TEXT FOR ANALYSIS -
**********

Buildings Etc, Edinburgh
Castle Rock is where Edinburgh began. Much damaged and often changing hands in the long and punishing wars of independence against England, Edinburgh Castle began to assume its present appearance in 1356.
In the fifteenth century King James III began using the Castle as an ordnance factory - which must have dramatically reduced its desirability as a residence! It was sacked for the last time in 1573, falling to the English after Mary Queen of Scots was brought down. (Her son, King James IV, was born in Edinburgh Castle. He later reunited the crowns of Scotland and England as James VI of Scotland and I of England.
Repaired and strengthened, the Castle became an even more formidable fortress, resisting all major assaults until 1745.
In 1753 began the construction of the esplanade, the ceremonial parade ground in front of the Castle where the Tattoo now takes place. Sixty years later the esplanade was broadened and prettified with walls and railings, the Castle's function as a fortress had ended.

**********

PROVIDED MATERIAL -
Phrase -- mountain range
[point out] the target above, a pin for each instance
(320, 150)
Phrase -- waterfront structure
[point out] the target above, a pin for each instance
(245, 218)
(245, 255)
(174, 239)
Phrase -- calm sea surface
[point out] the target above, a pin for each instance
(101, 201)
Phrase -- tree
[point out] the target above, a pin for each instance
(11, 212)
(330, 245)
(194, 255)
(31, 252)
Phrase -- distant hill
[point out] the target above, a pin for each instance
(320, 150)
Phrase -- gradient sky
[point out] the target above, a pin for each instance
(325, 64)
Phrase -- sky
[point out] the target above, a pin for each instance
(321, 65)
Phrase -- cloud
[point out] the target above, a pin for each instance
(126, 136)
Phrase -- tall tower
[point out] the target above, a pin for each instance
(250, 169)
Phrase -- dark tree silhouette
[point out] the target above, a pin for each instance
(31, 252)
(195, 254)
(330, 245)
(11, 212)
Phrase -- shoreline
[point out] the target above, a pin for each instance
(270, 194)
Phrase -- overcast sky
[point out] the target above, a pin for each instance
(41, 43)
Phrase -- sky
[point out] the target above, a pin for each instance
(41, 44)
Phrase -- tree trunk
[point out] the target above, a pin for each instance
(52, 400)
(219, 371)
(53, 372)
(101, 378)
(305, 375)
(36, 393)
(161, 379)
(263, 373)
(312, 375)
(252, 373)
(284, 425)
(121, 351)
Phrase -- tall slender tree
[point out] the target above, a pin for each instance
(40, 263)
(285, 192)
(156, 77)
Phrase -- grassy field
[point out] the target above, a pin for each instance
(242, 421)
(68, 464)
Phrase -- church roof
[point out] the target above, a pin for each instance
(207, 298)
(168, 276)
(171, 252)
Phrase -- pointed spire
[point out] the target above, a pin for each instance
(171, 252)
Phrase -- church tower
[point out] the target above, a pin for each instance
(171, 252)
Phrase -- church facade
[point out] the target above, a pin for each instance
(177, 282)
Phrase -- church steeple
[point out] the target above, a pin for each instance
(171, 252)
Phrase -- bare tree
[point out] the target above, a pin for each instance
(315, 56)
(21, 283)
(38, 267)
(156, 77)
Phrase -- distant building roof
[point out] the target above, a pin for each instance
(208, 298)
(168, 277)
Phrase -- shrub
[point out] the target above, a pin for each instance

**********

TASKS FOR THIS EXERCISE -
• 1. According to the text on Edinburgh's buildings, in what year did the construction of the esplanade in front of the Castle begin?
• 2. Reproduce the stretch of the text on Edinburgh's buildings from "Buildings Etc, Edinburgh" through "assaults until 1745.", substituting "munitions" for "ordnance".
• 3. Write a continuation of the text on Edinburgh's buildings, beginning after its final sentence.

RESPONSES FOR EACH TASK -
• 1. 1753

• 2.
Buildings Etc, Edinburgh
Castle Rock is where Edinburgh began. Much damaged and often changing hands in the long and punishing wars of independence against England, Edinburgh Castle began to assume its present appearance in 1356.
In the fifteenth century King James III began using the Castle as an munitions factory - which must have dramatically reduced its desirability as a residence! It was sacked for the last time in 1573, falling to the English after Mary Queen of Scots was brought down. (Her son, King James IV, was born in Edinburgh Castle. He later reunited the crowns of Scotland and England as James VI of Scotland and I of England.
Repaired and strengthened, the Castle became an even more formidable fortress, resisting all major assaults until 1745.

• 3.
The Castle remains the headquarters of the 52nd Infantry Brigade and houses several regimental headquarters. It is home to a number of military museums and contains the Scottish National War Memorial.
Members of the Royal Artillery fire the famous one O'Clock gun at Edinburgh Castle. It is Britain's second most popular tourist attraction and rises magnificently each year to the occasion of the Tattoo. All its atmosphere, power and majesty affirm that this was the proudest and mightiest fortress in the land, a residence and stronghold of kings.
In the year 1825 the New Town of Edinburgh was already well developed and the south side of Carlton Hill was the only land left which was suitable for the buiilding of this school. The Royal High School was designed by Thomas Hamilton and it was constructed between 1825 - 1829. The building is graced by Greek Doric columns a nice idea taken from the Temple of Theseus over looking Athens. The Royal High School has moved on to more modern premises, but since it's school days it was considered as a site for the new Scottish Parliament in 1999. I do so regret this decision - the ultra modern Scottish Parliament looks so out of place in Edinburgh far less Athens!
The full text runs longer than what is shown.